> GIVEN DATA:
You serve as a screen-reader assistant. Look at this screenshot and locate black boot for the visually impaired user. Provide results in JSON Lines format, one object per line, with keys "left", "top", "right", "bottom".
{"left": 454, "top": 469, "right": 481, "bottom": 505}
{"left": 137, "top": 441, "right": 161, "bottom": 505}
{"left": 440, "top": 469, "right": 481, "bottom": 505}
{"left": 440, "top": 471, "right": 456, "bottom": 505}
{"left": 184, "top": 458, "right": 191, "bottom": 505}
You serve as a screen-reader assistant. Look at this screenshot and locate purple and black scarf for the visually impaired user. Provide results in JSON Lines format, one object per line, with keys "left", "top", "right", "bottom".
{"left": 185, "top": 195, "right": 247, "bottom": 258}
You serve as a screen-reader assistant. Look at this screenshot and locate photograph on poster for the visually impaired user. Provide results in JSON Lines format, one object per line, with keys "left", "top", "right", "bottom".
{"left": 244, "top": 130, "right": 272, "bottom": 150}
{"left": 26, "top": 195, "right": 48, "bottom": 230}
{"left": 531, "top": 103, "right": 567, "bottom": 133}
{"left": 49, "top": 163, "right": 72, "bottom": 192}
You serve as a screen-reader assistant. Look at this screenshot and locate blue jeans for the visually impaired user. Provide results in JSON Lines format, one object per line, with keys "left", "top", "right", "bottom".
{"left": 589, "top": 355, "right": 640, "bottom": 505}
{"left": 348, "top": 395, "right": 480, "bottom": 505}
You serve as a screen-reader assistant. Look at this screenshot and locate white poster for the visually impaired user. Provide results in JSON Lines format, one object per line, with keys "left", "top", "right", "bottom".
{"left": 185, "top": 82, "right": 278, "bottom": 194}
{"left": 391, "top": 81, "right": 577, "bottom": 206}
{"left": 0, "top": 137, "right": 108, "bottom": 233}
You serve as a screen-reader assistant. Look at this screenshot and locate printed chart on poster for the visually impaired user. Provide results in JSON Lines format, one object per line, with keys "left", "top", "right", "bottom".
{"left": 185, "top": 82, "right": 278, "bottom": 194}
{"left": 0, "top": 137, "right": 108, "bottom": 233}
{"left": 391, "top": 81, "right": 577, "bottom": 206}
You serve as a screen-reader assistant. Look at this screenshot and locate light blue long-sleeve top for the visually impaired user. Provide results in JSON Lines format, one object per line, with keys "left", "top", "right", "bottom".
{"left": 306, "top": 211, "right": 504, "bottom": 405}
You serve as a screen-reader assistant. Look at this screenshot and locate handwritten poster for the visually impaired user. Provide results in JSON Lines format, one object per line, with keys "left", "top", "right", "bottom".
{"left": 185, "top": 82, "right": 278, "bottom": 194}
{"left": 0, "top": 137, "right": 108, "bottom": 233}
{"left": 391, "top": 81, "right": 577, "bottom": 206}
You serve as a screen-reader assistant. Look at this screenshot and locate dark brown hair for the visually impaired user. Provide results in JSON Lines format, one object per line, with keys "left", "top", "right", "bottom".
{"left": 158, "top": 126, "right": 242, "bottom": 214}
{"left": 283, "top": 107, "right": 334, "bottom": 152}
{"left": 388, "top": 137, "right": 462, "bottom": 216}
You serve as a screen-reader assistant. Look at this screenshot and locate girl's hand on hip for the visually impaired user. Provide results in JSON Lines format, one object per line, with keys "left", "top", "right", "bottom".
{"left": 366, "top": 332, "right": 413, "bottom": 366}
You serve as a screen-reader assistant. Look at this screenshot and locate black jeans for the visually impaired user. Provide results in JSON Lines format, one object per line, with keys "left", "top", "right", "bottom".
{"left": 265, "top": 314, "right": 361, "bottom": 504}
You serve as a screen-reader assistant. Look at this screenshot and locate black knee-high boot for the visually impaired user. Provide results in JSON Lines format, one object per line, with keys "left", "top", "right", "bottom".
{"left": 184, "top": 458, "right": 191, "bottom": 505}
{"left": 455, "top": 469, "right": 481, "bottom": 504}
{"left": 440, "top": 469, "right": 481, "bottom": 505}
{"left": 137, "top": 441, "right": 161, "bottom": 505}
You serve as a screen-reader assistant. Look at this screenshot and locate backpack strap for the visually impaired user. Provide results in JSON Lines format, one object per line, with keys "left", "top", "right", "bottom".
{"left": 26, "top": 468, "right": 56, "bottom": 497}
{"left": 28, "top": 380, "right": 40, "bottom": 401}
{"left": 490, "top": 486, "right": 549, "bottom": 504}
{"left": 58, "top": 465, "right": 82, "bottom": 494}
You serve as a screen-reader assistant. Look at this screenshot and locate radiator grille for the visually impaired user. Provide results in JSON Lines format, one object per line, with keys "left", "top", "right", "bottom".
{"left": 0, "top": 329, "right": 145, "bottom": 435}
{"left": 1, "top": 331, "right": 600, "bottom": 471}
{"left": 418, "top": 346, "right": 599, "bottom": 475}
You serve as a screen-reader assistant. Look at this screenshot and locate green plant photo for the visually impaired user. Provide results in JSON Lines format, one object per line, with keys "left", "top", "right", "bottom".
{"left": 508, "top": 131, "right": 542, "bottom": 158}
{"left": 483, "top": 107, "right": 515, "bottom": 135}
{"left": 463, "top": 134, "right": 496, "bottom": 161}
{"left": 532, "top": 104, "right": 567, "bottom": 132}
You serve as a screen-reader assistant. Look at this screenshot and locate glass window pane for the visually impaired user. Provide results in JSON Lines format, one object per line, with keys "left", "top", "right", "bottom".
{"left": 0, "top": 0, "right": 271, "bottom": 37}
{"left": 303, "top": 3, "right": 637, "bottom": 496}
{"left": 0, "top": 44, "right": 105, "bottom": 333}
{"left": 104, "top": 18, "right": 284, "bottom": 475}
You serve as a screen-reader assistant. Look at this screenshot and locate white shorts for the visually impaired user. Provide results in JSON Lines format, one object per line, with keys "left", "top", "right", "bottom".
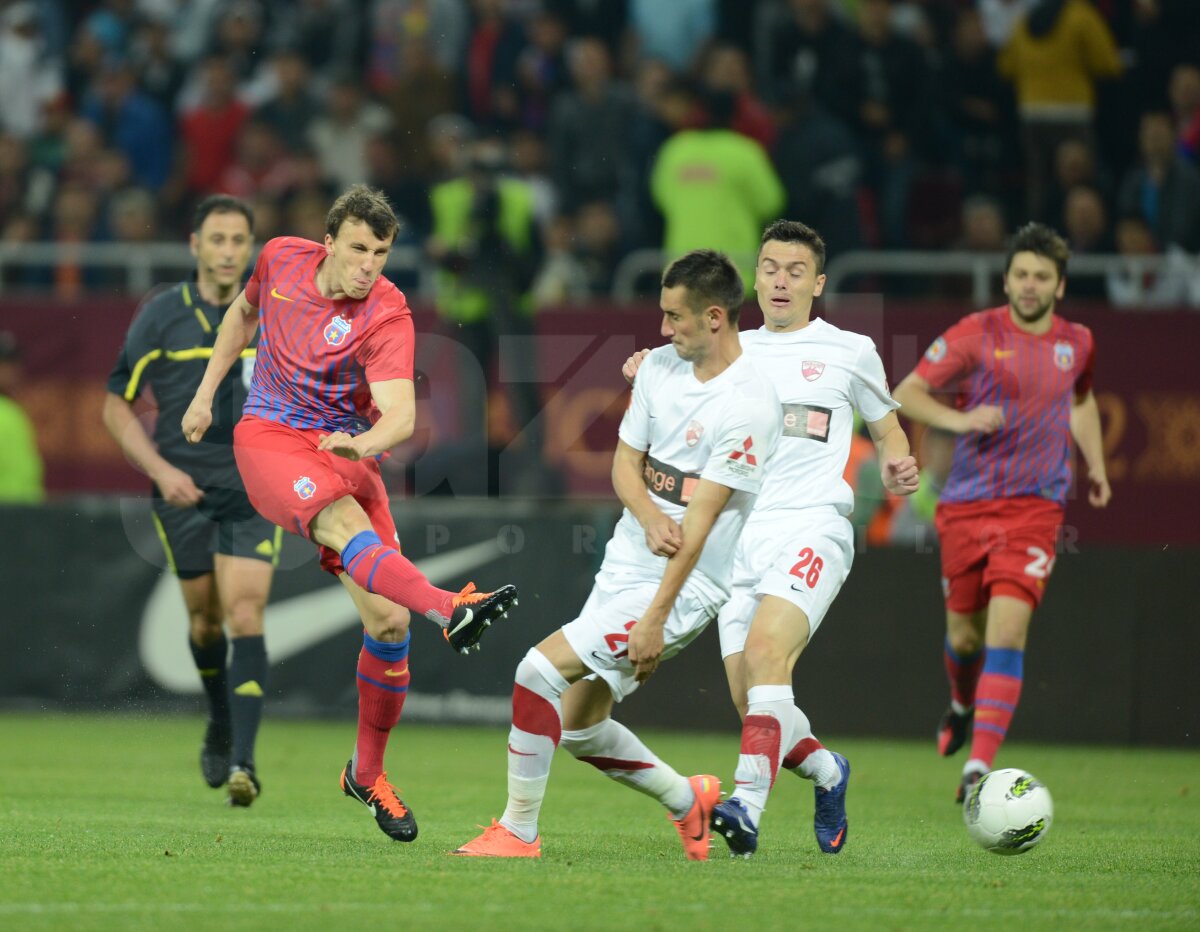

> WHAT IS BEING ASKED: Could you output every record above exactly as it appears, without the pictures?

> TASK ANSWER:
You serve as a screen-reader assistant. Look at this screenshot and locate black boot for the visually impaired user. Provide results in JSON Lines format, one object per line, with keys "left", "top", "right", "bottom".
{"left": 454, "top": 469, "right": 481, "bottom": 505}
{"left": 137, "top": 441, "right": 161, "bottom": 505}
{"left": 440, "top": 469, "right": 481, "bottom": 505}
{"left": 440, "top": 471, "right": 456, "bottom": 505}
{"left": 184, "top": 458, "right": 191, "bottom": 505}
You serve as a screen-reader assistant. Look at this screenshot and locate purple and black scarf for the visually impaired user. Provide results in JSON Lines format, one object per line, with keys "left", "top", "right", "bottom".
{"left": 185, "top": 195, "right": 247, "bottom": 258}
You serve as a screen-reader assistant. Look at this screenshot and locate photograph on poster for the visually impaired user. Provide results in JSON Lines format, one object per line, with keys "left", "top", "right", "bottom".
{"left": 244, "top": 130, "right": 272, "bottom": 150}
{"left": 26, "top": 195, "right": 48, "bottom": 230}
{"left": 531, "top": 103, "right": 567, "bottom": 133}
{"left": 49, "top": 163, "right": 72, "bottom": 192}
You serve as a screen-reader assistant. Look at this screenshot and locate blue jeans for the visually impaired user. Provide results in JSON Lines format, one object per line, with keys "left", "top", "right", "bottom".
{"left": 589, "top": 355, "right": 640, "bottom": 505}
{"left": 348, "top": 395, "right": 480, "bottom": 505}
You serve as a screen-reader assistant. Look at this screenshot and locate white poster for the visually impaired user. Provide results in JSON Lines format, one object per line, with keys "left", "top", "right", "bottom".
{"left": 185, "top": 82, "right": 278, "bottom": 194}
{"left": 391, "top": 81, "right": 577, "bottom": 206}
{"left": 0, "top": 137, "right": 108, "bottom": 233}
You serve as a screen-reader assistant. Look at this screenshot and locate printed chart on poster for the visually impaired user. Provide results in JSON Lines format, one object per line, with keys "left", "top", "right", "bottom".
{"left": 185, "top": 82, "right": 278, "bottom": 194}
{"left": 0, "top": 137, "right": 108, "bottom": 233}
{"left": 391, "top": 81, "right": 577, "bottom": 206}
You serve as a screen-reader assistant. Look at this screenshot and locate light blue long-sleeve top for the visually impaired user. Provide results in JSON Lines format, one object per line, with keys "left", "top", "right", "bottom".
{"left": 306, "top": 211, "right": 504, "bottom": 405}
You serve as a screen-reader assistant. Look at this screenshot and locate handwritten poster for the visually impaired user. Provide results in JSON Lines format, one object per line, with keys "left", "top", "right", "bottom".
{"left": 185, "top": 82, "right": 278, "bottom": 194}
{"left": 0, "top": 137, "right": 108, "bottom": 233}
{"left": 391, "top": 81, "right": 577, "bottom": 206}
You serve as a screen-reader assistant. Look at this screenshot and locate dark brown hair for the visually impaired user. Provide results in JSON Lines format, one object per line, with keys "left", "top", "right", "bottom".
{"left": 158, "top": 126, "right": 242, "bottom": 214}
{"left": 283, "top": 107, "right": 334, "bottom": 152}
{"left": 388, "top": 137, "right": 462, "bottom": 216}
You serve as a screen-reader assistant. Look at this screenshot and locate girl's hand on hip for the visually impaired user. Provide results in JSON Lines format, one object per line, with keys "left", "top", "right", "bottom".
{"left": 366, "top": 332, "right": 413, "bottom": 366}
You serve as a screen-reader assistant. Look at this screenshot and locate black jeans for the visually impaired user. Provide results in JSON Lines format, one object per line, with keys "left", "top", "right", "bottom".
{"left": 265, "top": 314, "right": 361, "bottom": 504}
You serve as a screen-reader assistant. Look at this screenshot and locate black knee-high boot for the visually impaired user. Provide results in JSON Lines format, one object per line, with keys "left", "top", "right", "bottom".
{"left": 184, "top": 458, "right": 191, "bottom": 505}
{"left": 455, "top": 469, "right": 481, "bottom": 504}
{"left": 440, "top": 469, "right": 481, "bottom": 505}
{"left": 137, "top": 441, "right": 161, "bottom": 505}
You serve as a screen-reader assistant. Look at this screenshot and locate backpack strap for the visually impaired user. Provide results in JSON Lines format, one object per line, with keys "left", "top", "right", "bottom".
{"left": 26, "top": 468, "right": 56, "bottom": 497}
{"left": 28, "top": 380, "right": 40, "bottom": 401}
{"left": 490, "top": 486, "right": 549, "bottom": 504}
{"left": 58, "top": 465, "right": 82, "bottom": 494}
You serve as a screen-reader assistant. Look at this screenshot and locate radiator grille for the visually impaired user. Provide results in JSON Lines format, one object per line, with keys "left", "top", "right", "bottom".
{"left": 0, "top": 329, "right": 145, "bottom": 435}
{"left": 1, "top": 331, "right": 600, "bottom": 471}
{"left": 418, "top": 346, "right": 599, "bottom": 475}
You serve as a screen-reader assistant. Look at this screenshot and locate green plant photo for the visually impaired user. Provide results in JSON Lines format, one object per line, with keys "left", "top", "right", "bottom".
{"left": 508, "top": 131, "right": 542, "bottom": 158}
{"left": 483, "top": 107, "right": 515, "bottom": 135}
{"left": 463, "top": 134, "right": 496, "bottom": 161}
{"left": 532, "top": 104, "right": 567, "bottom": 132}
You serve as a screen-reader assistant. Look at this screenshot and locate glass window pane for the visually impaired user. Provide results in JSON Lines format, one object per line, with keys "left", "top", "right", "bottom".
{"left": 0, "top": 0, "right": 271, "bottom": 37}
{"left": 303, "top": 3, "right": 637, "bottom": 496}
{"left": 0, "top": 44, "right": 105, "bottom": 333}
{"left": 104, "top": 18, "right": 284, "bottom": 475}
You serve as a screen-reader assistant. Look at this screenshot and locate white shorts for the visually impaired user. Provide results in JSON Lines format, one object per line, with keys "left", "top", "right", "bottom".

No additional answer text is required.